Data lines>
━━━━━━
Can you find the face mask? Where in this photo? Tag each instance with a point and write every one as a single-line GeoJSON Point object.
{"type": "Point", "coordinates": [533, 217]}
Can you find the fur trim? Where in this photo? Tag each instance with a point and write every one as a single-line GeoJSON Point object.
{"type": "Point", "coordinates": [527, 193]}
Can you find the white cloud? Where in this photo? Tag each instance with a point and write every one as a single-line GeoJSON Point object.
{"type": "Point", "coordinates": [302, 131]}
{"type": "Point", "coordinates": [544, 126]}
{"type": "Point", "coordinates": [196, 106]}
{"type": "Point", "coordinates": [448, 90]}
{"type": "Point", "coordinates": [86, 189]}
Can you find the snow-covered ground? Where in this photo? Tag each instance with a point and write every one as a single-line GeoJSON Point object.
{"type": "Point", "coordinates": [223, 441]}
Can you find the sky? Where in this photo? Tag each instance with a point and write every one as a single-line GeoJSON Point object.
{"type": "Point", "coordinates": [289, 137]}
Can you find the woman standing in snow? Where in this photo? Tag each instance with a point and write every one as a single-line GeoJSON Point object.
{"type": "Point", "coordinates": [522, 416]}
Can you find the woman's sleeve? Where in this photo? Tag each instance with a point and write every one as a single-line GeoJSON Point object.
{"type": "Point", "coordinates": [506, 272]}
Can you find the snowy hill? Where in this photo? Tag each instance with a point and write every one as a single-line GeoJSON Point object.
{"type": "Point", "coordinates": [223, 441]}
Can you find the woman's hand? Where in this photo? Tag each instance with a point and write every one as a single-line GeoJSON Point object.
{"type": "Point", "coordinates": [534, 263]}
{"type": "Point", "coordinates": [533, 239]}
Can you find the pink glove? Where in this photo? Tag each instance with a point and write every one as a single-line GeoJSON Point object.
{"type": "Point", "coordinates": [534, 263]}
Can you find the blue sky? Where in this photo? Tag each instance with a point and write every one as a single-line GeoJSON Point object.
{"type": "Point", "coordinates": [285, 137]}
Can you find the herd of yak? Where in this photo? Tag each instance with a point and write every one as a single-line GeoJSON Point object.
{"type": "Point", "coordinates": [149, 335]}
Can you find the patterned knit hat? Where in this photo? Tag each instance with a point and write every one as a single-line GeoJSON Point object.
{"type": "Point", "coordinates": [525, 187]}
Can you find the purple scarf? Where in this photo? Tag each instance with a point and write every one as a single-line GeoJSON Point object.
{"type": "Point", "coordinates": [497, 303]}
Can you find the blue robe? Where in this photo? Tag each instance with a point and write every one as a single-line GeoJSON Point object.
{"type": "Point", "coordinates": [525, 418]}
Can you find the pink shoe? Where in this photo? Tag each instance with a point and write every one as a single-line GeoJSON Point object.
━━━━━━
TASK STATEMENT> Lay out the entries above as a Markdown table with an Index column numbering each line and a Text column holding the line itself. Omit any blank lines.

TASK RESPONSE>
| Index | Text |
|---|---|
| 1 | Can you find the face mask? Where in this photo? Tag each instance with a point and write every one as a single-line GeoJSON Point object. |
| 2 | {"type": "Point", "coordinates": [533, 217]} |
| 3 | Can you find the fur trim? Where in this photo? Tag each instance with a point and write every one as a single-line GeoJSON Point object. |
| 4 | {"type": "Point", "coordinates": [527, 193]} |
| 5 | Can you find the white cloud? Where in this photo? Tag each instance with a point and write every one as a single-line GeoJSON Point object. |
| 6 | {"type": "Point", "coordinates": [302, 131]} |
| 7 | {"type": "Point", "coordinates": [544, 126]} |
| 8 | {"type": "Point", "coordinates": [196, 106]} |
| 9 | {"type": "Point", "coordinates": [448, 90]} |
| 10 | {"type": "Point", "coordinates": [86, 189]} |
| 11 | Can you find the snow-covered ground? Where in this photo? Tag each instance with a point and write every one as a single-line GeoJSON Point object. |
| 12 | {"type": "Point", "coordinates": [223, 441]} |
| 13 | Can you find the sky? Where in this photo? Tag each instance with a point and write every one as a single-line GeoJSON Point object. |
| 14 | {"type": "Point", "coordinates": [289, 137]} |
| 15 | Can you find the woman standing in snow? Where in this photo? Tag each instance with a point and write every one as a single-line GeoJSON Point object. |
| 16 | {"type": "Point", "coordinates": [522, 416]} |
| 17 | Can you find the woman's sleeve? Where in this photo? Tag each instance with a point and write every one as a single-line GeoJSON Point object. |
| 18 | {"type": "Point", "coordinates": [506, 272]} |
| 19 | Can you find the snowy hill? Where in this photo? Tag each instance with a point and write every one as a single-line GeoJSON Point object. |
| 20 | {"type": "Point", "coordinates": [223, 441]} |
| 21 | Can you find the woman's hand? Where in this photo? Tag each instance with a point and write every one as a single-line GeoJSON Point object. |
| 22 | {"type": "Point", "coordinates": [534, 263]} |
| 23 | {"type": "Point", "coordinates": [533, 239]} |
| 24 | Can you find the pink glove? Where in this photo? Tag each instance with a point and write every one as a single-line GeoJSON Point object. |
| 25 | {"type": "Point", "coordinates": [534, 263]} |
| 26 | Can you find the blue sky? Where in this photo? Tag each instance with a point and write every one as a single-line GeoJSON Point object. |
| 27 | {"type": "Point", "coordinates": [285, 137]} |
| 28 | Can you find the herd of yak? Where in this photo? Tag each instance with a point and write every one as a single-line GeoJSON Point object. |
| 29 | {"type": "Point", "coordinates": [149, 335]} |
| 30 | Can you find the patterned knit hat? Where in this photo? Tag each instance with a point and write every one as a single-line GeoJSON Point object. |
| 31 | {"type": "Point", "coordinates": [525, 187]} |
| 32 | Can you find the purple scarf? Where in this photo? Tag each instance with a point and write every one as a single-line GeoJSON Point object. |
| 33 | {"type": "Point", "coordinates": [497, 303]} |
| 34 | Can you find the blue robe? Where in this photo? Tag each instance with a point and write every one as a single-line GeoJSON Point object. |
| 35 | {"type": "Point", "coordinates": [525, 418]} |
| 36 | Can you find the pink shoe? Where in this photo? Tag each instance with a point and write every one as a single-line GeoJSON Point object. |